**REQUIRED WORK**
Answer these questions using the article on laundromat workers in New York City:
1. According to the 2018 study, what percentage of laundromat workers in the city are women?
2. About what percentage of apartments listed on StreetEasy had in-unit laundry?
3. What did Ramirez's employers do when she called her husband to pick her up?

+++ PASSAGE

The Women Who Keep New York Clean, and the System That Fails Them
Nearly invisible yet essential, women laundromat workers in New York City face abuse and exploitation — and are now leading a quiet revolution for their rights.
Wheeled carts are lined up in the back of a laundromat in Jamaica, NY, on July 9, 2025. / Kelly Kimball for More to Her Story.
When Beatriz Ramirez secured a job at one of the thousands of fluorescent-lit laundromats that dot New York City neighborhoods, her hourly pay was just over $6.50 per hour, half of the legal minimum wage at the time. But Ramirez enjoyed the work.
“I can work in a hotel, in the kitchen, or in a restaurant. But I love the laundromat more,” she said over the phone in Spanish. “It’s hard work, but it’s good work.”
The client interactions — even building new friendships — and learning the technical aspects of the various machines, were some of her favorite parts. The work was also consistent. It helped to support her family, who she talked about with pride.
“We are very close-knit,” she said of her husband and five daughters, the youngest of whom is studying performing arts in high school.
Ramirez isn’t alone. Like many women in New York’s laundry industry, she worked grueling hours for low pay, often without legal protections or basic rights. A 2018 study by the Laundry Workers Center and Cornell University’s Worker Institute found that 86 percent of laundromat workers in the city are women, most of them immigrants. These women shoulder New York’s hidden, physical labor, often supporting families while keeping other households running.
And New Yorkers depend on them. With some of the smallest apartments in the country and aging buildings that often can’t accommodate in-unit washers and dryers, doing laundry at home isn’t an option for most. In fact, only about 34 percent of apartments listed on StreetEasy had in-unit laundry, according to data shared with Gothamist. That number doesn’t even reflect the older housing stock where many longtime New Yorkers live. In these homes, clean clothes come not from machines in a hallway, but from the hands of women like Ramirez.
It’s no wonder, then, that laundromats were considered essential services in New York State during the COVID-19 pandemic. Many shops offer the option to pick up clothes, wash, dry, fold them, and deliver them back to customers’ homes — most within 24 hours. But what seems like an extreme convenience comes at a cost.
“We are not protected”
In 2020, at New Giant Laundry Center in New York City’s Queens borough, Ramirez loaded machines, folded clothing, and packed up hundreds of pounds of laundry nearly everyday. Since starting the job in 2018, she regularly worked 12-hour shifts with no breaks, often amounting to over 55 hours of work per week. But that overtime wage was glaringly missing from her paychecks. When the pandemic hit, Ramirez said her employers refused to provide protective equipment to keep her and others safe from COVID-19, insisting instead that Ramirez provide her own protective equipment.
“I was working, working, without protection, without anything,” she said.
Beatriz Ramirez in a laundromat in Jamaica, NY, on July 9, 2025. / Kelly Kimball for More to Her Story
After contracting the virus, she said she asked to leave work to go to the doctor but her bosses refused. When she called her husband to pick her up, her employers fired her. It was a breaking point for Ramirez. She decided to take New Giant Laundry Center’s owners to court.
“Win or lose, I have to do it,” she said. “I did it for all those people who don't want to do it, who are afraid of the boss. It’s demonstrating that we also have the right to speak.”

++++++
+++ RECORDED DATA

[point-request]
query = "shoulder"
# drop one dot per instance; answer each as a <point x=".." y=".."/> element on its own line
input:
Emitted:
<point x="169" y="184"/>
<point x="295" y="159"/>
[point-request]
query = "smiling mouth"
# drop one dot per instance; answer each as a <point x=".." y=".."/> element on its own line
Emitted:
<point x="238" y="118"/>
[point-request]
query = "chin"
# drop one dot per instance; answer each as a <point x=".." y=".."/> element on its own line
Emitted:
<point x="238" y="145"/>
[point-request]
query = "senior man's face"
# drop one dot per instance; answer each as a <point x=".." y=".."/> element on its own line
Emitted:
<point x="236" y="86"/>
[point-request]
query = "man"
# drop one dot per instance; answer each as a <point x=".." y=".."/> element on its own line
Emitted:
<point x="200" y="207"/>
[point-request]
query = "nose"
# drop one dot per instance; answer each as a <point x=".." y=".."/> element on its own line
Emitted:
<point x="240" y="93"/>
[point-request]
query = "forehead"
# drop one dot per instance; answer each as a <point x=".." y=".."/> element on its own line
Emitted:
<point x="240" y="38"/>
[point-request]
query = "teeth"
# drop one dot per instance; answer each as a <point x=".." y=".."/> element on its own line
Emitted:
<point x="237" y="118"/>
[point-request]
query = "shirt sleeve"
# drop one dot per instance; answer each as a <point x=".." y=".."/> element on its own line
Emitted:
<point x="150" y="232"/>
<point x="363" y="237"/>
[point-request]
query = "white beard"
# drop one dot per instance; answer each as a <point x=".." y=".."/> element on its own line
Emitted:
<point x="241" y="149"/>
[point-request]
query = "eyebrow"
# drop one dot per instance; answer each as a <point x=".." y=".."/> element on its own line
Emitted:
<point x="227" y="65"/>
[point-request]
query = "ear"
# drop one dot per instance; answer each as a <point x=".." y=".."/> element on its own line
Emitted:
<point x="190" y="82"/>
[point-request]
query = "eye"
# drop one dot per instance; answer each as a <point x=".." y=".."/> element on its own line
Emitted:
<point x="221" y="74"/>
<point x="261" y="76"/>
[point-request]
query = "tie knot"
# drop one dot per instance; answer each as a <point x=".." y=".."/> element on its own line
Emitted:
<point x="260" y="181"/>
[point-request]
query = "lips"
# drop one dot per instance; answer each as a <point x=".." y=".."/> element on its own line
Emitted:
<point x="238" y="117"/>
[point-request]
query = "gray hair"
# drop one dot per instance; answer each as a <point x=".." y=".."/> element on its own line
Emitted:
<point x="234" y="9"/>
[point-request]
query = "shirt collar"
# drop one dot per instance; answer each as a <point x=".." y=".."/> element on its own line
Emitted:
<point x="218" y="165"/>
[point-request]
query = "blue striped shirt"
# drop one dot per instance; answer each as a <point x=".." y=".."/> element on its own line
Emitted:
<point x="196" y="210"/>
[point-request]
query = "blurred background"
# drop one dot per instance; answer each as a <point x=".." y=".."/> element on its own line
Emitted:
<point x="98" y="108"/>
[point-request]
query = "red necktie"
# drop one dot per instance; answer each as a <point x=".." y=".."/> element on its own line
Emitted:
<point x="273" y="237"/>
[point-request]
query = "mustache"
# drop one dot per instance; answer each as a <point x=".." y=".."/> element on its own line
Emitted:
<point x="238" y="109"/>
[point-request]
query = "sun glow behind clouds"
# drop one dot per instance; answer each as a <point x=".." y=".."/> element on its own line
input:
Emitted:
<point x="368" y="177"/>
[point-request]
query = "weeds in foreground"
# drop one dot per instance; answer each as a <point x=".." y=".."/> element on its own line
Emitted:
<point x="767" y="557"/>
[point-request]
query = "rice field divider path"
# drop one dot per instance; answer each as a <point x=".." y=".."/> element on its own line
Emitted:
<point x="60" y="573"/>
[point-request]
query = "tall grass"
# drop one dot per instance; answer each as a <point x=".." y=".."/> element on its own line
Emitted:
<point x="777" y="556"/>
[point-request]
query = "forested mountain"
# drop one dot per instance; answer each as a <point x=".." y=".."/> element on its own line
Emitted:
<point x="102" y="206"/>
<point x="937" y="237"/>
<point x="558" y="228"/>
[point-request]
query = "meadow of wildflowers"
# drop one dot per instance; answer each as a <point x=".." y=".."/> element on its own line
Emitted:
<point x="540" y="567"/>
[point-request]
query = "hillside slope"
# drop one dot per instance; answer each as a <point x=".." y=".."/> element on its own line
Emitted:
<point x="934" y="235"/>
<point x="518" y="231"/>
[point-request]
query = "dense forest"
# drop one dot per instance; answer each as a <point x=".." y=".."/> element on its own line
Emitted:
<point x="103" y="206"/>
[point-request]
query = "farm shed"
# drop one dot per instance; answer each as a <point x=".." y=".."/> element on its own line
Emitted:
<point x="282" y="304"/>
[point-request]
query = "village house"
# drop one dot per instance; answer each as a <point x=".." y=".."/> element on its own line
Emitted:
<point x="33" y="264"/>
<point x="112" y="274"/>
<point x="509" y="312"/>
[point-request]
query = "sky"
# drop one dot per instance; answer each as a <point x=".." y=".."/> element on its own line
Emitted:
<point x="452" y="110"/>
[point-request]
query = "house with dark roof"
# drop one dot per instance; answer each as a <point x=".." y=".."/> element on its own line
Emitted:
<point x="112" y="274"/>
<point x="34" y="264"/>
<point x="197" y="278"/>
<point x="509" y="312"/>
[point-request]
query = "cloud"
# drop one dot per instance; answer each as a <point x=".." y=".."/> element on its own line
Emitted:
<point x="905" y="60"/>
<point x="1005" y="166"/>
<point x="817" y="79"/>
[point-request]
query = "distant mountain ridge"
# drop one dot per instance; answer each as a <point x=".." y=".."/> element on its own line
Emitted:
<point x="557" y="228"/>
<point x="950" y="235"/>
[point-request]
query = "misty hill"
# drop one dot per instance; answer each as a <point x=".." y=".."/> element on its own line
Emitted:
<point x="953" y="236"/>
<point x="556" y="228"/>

++++++

**RESPONSE**
1. 86 percent
2. About 34 percent
3. They fired her.